> _Short task_: Each entry below is to be duplicated verbatim.

(Labeled-object pointing entries)
====

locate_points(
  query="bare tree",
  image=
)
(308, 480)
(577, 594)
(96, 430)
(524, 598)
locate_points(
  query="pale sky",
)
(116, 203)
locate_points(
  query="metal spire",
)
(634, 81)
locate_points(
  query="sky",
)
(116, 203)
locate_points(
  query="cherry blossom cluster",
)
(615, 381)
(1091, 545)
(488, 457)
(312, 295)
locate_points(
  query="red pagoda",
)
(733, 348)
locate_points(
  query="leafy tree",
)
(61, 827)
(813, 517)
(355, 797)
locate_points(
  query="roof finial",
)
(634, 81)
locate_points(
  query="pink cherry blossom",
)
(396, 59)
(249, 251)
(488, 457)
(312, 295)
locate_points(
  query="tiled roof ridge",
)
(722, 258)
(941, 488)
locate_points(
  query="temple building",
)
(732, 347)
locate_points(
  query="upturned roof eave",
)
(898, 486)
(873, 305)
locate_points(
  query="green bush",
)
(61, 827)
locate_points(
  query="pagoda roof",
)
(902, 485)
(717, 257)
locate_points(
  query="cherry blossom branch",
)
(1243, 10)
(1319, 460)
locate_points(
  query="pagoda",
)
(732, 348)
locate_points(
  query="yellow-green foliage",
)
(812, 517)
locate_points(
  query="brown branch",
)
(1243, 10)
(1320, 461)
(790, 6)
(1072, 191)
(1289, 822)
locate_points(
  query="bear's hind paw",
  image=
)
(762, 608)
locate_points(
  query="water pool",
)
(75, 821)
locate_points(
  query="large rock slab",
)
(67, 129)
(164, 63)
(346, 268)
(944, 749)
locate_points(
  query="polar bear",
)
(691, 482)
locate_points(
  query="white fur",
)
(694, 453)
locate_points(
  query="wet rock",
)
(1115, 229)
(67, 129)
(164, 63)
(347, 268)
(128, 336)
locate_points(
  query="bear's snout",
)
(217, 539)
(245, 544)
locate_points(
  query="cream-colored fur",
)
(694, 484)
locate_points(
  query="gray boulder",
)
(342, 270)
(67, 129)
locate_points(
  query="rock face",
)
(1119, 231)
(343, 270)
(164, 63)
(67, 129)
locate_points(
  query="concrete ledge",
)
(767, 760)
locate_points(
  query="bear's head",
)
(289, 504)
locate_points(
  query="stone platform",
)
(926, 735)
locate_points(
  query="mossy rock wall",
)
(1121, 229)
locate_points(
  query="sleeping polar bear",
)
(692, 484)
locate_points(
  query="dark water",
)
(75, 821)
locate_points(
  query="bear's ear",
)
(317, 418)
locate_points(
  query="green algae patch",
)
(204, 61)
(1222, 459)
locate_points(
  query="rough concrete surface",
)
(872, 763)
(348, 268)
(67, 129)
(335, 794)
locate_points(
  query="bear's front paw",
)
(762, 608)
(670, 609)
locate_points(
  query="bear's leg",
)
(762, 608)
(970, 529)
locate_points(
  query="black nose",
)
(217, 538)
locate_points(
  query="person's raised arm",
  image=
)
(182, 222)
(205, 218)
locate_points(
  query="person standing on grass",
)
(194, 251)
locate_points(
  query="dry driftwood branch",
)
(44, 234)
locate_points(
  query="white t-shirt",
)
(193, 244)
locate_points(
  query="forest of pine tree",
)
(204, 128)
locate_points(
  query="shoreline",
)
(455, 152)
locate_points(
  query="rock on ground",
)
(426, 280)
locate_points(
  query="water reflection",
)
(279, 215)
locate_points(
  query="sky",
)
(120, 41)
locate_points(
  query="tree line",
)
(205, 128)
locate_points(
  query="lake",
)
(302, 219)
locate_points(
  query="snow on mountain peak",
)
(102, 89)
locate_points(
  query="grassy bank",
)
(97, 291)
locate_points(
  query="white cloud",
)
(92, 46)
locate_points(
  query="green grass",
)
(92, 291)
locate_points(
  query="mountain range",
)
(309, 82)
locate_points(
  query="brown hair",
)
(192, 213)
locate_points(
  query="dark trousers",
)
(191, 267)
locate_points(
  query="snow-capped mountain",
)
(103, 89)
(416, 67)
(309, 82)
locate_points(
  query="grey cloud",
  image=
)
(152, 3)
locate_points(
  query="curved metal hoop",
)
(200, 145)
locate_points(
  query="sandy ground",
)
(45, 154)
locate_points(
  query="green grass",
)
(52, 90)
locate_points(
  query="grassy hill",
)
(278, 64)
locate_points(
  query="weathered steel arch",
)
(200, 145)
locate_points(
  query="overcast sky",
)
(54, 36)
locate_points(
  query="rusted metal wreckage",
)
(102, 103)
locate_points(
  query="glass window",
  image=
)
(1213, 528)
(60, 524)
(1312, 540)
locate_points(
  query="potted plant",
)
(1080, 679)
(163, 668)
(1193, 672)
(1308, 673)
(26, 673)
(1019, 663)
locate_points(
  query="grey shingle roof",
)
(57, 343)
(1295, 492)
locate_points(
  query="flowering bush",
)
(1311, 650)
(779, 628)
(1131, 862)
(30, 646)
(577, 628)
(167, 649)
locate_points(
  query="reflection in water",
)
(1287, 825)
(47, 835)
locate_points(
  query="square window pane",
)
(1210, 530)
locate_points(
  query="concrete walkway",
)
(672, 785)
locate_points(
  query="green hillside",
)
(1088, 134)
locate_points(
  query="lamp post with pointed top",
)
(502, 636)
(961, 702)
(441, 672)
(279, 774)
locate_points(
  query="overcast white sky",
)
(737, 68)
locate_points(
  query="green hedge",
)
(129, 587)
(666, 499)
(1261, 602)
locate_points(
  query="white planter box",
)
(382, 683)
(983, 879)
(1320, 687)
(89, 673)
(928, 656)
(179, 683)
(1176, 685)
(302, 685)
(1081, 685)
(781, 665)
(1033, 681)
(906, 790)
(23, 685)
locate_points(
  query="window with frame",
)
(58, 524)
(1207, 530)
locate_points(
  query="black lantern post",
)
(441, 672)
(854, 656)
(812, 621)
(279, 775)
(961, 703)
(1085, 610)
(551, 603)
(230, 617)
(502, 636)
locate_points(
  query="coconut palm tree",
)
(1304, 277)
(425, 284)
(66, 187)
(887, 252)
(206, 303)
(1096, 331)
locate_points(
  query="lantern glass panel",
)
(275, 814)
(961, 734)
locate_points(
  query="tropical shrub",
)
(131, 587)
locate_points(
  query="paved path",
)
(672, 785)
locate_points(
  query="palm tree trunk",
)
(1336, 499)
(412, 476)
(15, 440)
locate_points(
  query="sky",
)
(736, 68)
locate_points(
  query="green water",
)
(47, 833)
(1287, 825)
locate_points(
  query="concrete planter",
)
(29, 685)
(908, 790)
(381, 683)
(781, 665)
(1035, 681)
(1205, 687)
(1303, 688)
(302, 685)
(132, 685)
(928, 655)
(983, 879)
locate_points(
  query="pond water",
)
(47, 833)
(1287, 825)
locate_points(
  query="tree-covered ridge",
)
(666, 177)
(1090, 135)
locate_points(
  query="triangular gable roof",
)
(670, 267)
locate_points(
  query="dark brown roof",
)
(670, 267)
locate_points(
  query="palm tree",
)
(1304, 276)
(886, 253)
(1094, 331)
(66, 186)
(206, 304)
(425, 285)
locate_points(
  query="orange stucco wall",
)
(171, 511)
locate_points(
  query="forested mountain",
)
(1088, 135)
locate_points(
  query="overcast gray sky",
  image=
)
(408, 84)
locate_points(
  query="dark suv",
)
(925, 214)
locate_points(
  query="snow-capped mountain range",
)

====

> _Worked solution_:
locate_points(
  query="bare tree",
  image=
)
(308, 480)
(577, 594)
(96, 430)
(524, 598)
locate_points(
  query="pale sky",
)
(116, 203)
locate_points(
  query="metal spire",
)
(634, 81)
locate_points(
  query="sky",
)
(116, 203)
locate_points(
  query="cherry blossom cluster",
)
(615, 381)
(1091, 545)
(488, 457)
(312, 295)
locate_points(
  query="red pagoda",
)
(733, 348)
locate_points(
  query="leafy tree",
)
(61, 827)
(813, 517)
(355, 797)
locate_points(
  query="roof finial",
)
(634, 81)
locate_points(
  query="pink cherry blossom",
)
(396, 59)
(249, 251)
(488, 457)
(312, 295)
locate_points(
  query="tiled roof ridge",
)
(722, 258)
(941, 488)
locate_points(
  query="temple building",
)
(732, 347)
locate_points(
  query="upturned roof eave",
)
(898, 486)
(873, 305)
locate_points(
  query="green bush",
)
(61, 827)
locate_points(
  query="pagoda roof",
)
(902, 485)
(717, 257)
locate_points(
  query="cherry blossom branch",
)
(1243, 10)
(1319, 460)
locate_points(
  query="pagoda",
)
(732, 348)
locate_points(
  query="yellow-green foliage",
)
(812, 517)
locate_points(
  query="brown branch",
)
(1243, 10)
(1320, 461)
(790, 6)
(1072, 191)
(1289, 822)
locate_points(
  query="bear's hind paw",
  image=
)
(762, 608)
locate_points(
  query="water pool",
)
(75, 821)
locate_points(
  query="large rock slab",
)
(67, 129)
(164, 63)
(346, 268)
(944, 749)
locate_points(
  query="polar bear",
)
(691, 482)
locate_points(
  query="white fur",
)
(694, 453)
locate_points(
  query="wet rock",
)
(1115, 229)
(67, 129)
(164, 63)
(347, 268)
(128, 336)
locate_points(
  query="bear's snout",
)
(217, 539)
(245, 544)
locate_points(
  query="cream-colored fur",
)
(694, 484)
locate_points(
  query="gray boulder",
)
(342, 270)
(67, 129)
locate_points(
  query="rock face",
)
(1119, 231)
(343, 270)
(164, 63)
(67, 129)
locate_points(
  query="concrete ledge",
)
(767, 760)
locate_points(
  query="bear's head",
)
(289, 504)
locate_points(
  query="stone platform",
)
(926, 735)
locate_points(
  query="mossy rock wall",
)
(1121, 229)
locate_points(
  query="sleeping polar bear",
)
(692, 484)
locate_points(
  query="dark water",
)
(75, 821)
locate_points(
  query="bear's ear",
)
(317, 418)
locate_points(
  query="green algae patch",
)
(204, 61)
(1222, 459)
locate_points(
  query="rough concrete surface",
)
(872, 763)
(348, 268)
(67, 129)
(335, 794)
locate_points(
  query="bear's front paw",
)
(762, 608)
(670, 609)
locate_points(
  query="bear's leg",
)
(762, 608)
(970, 529)
locate_points(
  query="black nose",
)
(217, 538)
locate_points(
  query="person's raised arm",
  image=
)
(182, 222)
(205, 218)
locate_points(
  query="person standing on grass",
)
(194, 251)
locate_points(
  query="dry driftwood branch",
)
(44, 234)
locate_points(
  query="white t-shirt",
)
(193, 244)
locate_points(
  query="forest of pine tree",
)
(204, 128)
locate_points(
  query="shoreline",
)
(455, 152)
locate_points(
  query="rock on ground",
)
(426, 280)
locate_points(
  query="water reflection",
)
(279, 215)
locate_points(
  query="sky",
)
(120, 41)
locate_points(
  query="tree line",
)
(205, 128)
locate_points(
  query="lake",
)
(302, 219)
locate_points(
  query="snow on mountain peak",
)
(102, 89)
locate_points(
  query="grassy bank",
)
(97, 291)
locate_points(
  query="white cloud",
)
(92, 46)
locate_points(
  query="green grass",
)
(92, 291)
locate_points(
  query="mountain range",
)
(309, 82)
locate_points(
  query="brown hair",
)
(192, 213)
locate_points(
  query="dark trousers",
)
(191, 267)
locate_points(
  query="snow-capped mountain",
)
(103, 89)
(416, 67)
(309, 82)
locate_points(
  query="grey cloud",
  image=
)
(152, 3)
locate_points(
  query="curved metal hoop",
)
(200, 145)
locate_points(
  query="sandy ground",
)
(45, 154)
locate_points(
  query="green grass",
)
(52, 90)
locate_points(
  query="grassy hill",
)
(278, 64)
locate_points(
  query="weathered steel arch",
)
(200, 145)
locate_points(
  query="overcast sky",
)
(54, 36)
locate_points(
  query="rusted metal wreckage",
)
(102, 103)
locate_points(
  query="glass window",
  image=
)
(1213, 528)
(60, 524)
(1312, 540)
locate_points(
  query="potted plant",
)
(1080, 679)
(163, 668)
(1193, 672)
(1308, 673)
(26, 673)
(1019, 663)
locate_points(
  query="grey shingle roof",
)
(57, 343)
(1295, 492)
locate_points(
  query="flowering bush",
)
(1311, 650)
(779, 628)
(1131, 862)
(30, 646)
(577, 628)
(167, 649)
locate_points(
  query="reflection in water",
)
(1287, 825)
(47, 835)
locate_points(
  query="square window pane",
)
(1210, 530)
locate_points(
  query="concrete walkway",
)
(672, 785)
locate_points(
  query="green hillside",
)
(1088, 134)
locate_points(
  query="lamp post with pointed top",
)
(502, 636)
(961, 702)
(441, 672)
(279, 774)
locate_points(
  query="overcast white sky",
)
(737, 68)
locate_points(
  query="green hedge",
)
(129, 587)
(666, 499)
(1261, 602)
locate_points(
  query="white planter box",
)
(382, 683)
(983, 879)
(1320, 687)
(89, 673)
(928, 656)
(179, 683)
(1176, 685)
(302, 685)
(1081, 685)
(781, 665)
(1033, 681)
(906, 790)
(23, 685)
locate_points(
  query="window with frame",
)
(58, 524)
(1207, 530)
locate_points(
  query="black lantern post",
)
(441, 672)
(854, 656)
(812, 621)
(279, 775)
(961, 703)
(1085, 610)
(551, 603)
(230, 617)
(502, 636)
locate_points(
  query="coconut palm tree",
)
(1304, 277)
(425, 284)
(66, 187)
(887, 252)
(206, 303)
(1096, 331)
locate_points(
  query="lantern glass panel",
)
(275, 814)
(961, 734)
locate_points(
  query="tropical shrub",
)
(131, 587)
locate_points(
  query="paved path",
)
(672, 785)
locate_points(
  query="palm tree trunk",
)
(1336, 499)
(412, 476)
(15, 440)
locate_points(
  query="sky",
)
(736, 68)
locate_points(
  query="green water",
)
(47, 833)
(1287, 825)
locate_points(
  query="concrete planter",
)
(29, 685)
(908, 790)
(381, 683)
(781, 665)
(1035, 681)
(1205, 687)
(1303, 688)
(302, 685)
(132, 685)
(928, 655)
(983, 879)
locate_points(
  query="pond water",
)
(47, 833)
(1287, 825)
locate_points(
  query="tree-covered ridge",
)
(666, 177)
(1090, 135)
locate_points(
  query="triangular gable roof",
)
(670, 267)
locate_points(
  query="dark brown roof",
)
(670, 267)
locate_points(
  query="palm tree",
)
(1304, 276)
(886, 253)
(1094, 331)
(66, 186)
(206, 304)
(425, 285)
locate_points(
  query="orange stucco wall",
)
(171, 511)
locate_points(
  query="forested mountain",
)
(1088, 135)
locate_points(
  query="overcast gray sky",
  image=
)
(408, 84)
locate_points(
  query="dark suv",
)
(925, 214)
locate_points(
  query="snow-capped mountain range",
)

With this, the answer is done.